EXCERPT TO READ:

###

- Conference: Indiana Intercollegiate Athletic Association
- Record: 0–4–1 (0–4 IIAA)
- Head coach: Gustave Ferbert & Joseph R. Hudelson (1st season);
- Captain: Kenneth Brewer
- Home stadium: Jordan Field

= 1894 Indiana Hoosiers football team =

American college football season

The 1894 Indiana Hoosiers football team was an American football team that represented Indiana University as a member of the Indiana Intercollegiate Athletic Association (IIAA) during the 1894 college football season. Coached by Gustave Ferbert and Joseph R. Hudelson, Indiana compiled an overall record of 0–4–1. Kenneth Brewer, who played at tackle, was the team's captain.

###

Items drawn from a data source:
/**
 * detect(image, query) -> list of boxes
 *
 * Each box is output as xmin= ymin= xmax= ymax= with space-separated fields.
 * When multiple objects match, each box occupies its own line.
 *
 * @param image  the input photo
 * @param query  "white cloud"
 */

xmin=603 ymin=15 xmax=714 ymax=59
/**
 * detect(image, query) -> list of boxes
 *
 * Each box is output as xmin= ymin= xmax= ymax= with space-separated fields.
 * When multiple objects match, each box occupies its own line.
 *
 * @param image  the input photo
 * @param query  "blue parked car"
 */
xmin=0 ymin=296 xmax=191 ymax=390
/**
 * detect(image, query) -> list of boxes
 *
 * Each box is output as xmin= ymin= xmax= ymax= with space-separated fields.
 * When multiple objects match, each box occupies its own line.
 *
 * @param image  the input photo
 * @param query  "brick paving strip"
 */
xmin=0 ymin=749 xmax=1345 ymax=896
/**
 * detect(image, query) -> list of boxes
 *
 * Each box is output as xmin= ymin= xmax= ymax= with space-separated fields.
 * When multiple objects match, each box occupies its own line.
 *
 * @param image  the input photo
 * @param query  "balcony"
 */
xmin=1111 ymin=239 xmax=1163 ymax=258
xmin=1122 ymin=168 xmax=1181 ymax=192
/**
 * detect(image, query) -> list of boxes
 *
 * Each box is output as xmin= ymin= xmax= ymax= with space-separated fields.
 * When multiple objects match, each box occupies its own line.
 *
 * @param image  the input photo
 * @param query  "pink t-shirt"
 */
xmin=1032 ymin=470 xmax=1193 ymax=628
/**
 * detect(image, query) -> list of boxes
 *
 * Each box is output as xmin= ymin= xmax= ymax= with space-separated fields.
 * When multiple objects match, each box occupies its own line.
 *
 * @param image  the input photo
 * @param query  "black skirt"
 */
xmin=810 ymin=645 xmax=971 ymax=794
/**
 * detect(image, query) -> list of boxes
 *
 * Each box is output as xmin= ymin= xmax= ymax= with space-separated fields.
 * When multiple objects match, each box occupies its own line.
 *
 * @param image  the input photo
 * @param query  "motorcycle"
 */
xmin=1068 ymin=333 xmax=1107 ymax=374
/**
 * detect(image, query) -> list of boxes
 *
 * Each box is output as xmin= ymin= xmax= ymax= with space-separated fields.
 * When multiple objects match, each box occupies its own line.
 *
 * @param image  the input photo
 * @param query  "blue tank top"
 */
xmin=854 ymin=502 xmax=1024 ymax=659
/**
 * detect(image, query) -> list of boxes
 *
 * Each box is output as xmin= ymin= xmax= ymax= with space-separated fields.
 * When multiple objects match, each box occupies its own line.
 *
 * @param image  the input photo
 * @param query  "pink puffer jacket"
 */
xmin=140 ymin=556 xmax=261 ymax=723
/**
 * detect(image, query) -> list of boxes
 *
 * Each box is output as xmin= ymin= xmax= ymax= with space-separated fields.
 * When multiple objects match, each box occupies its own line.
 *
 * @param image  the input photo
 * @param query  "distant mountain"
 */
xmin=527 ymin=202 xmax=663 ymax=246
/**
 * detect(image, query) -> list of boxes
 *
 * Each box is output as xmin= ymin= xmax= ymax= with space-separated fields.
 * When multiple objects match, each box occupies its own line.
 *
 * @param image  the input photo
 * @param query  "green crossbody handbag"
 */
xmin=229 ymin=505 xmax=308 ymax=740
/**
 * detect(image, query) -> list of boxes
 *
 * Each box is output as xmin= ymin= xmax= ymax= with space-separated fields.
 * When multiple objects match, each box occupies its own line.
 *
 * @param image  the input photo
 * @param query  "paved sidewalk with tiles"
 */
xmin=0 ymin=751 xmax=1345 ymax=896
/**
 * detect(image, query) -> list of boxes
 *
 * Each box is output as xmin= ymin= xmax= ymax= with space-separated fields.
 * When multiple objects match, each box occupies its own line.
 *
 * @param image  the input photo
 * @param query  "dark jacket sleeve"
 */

###

REQUESTS:
A - Name every person mentioned in the article on the 1894 Indiana Hoosiers football team.
B - Copy out the entries word for word, starting at their first line and ending with the line containing "xmin=603 ymin=15 xmax=714 ymax=59".
The article and the entries are unrelated pieces of material.

ANSWERS FOR THIS EXERCISE:
A -
Gustave Ferbert
Joseph R. Hudelson
Kenneth Brewer

B -
/**
 * detect(image, query) -> list of boxes
 *
 * Each box is output as xmin= ymin= xmax= ymax= with space-separated fields.
 * When multiple objects match, each box occupies its own line.
 *
 * @param image  the input photo
 * @param query  "white cloud"
 */

xmin=603 ymin=15 xmax=714 ymax=59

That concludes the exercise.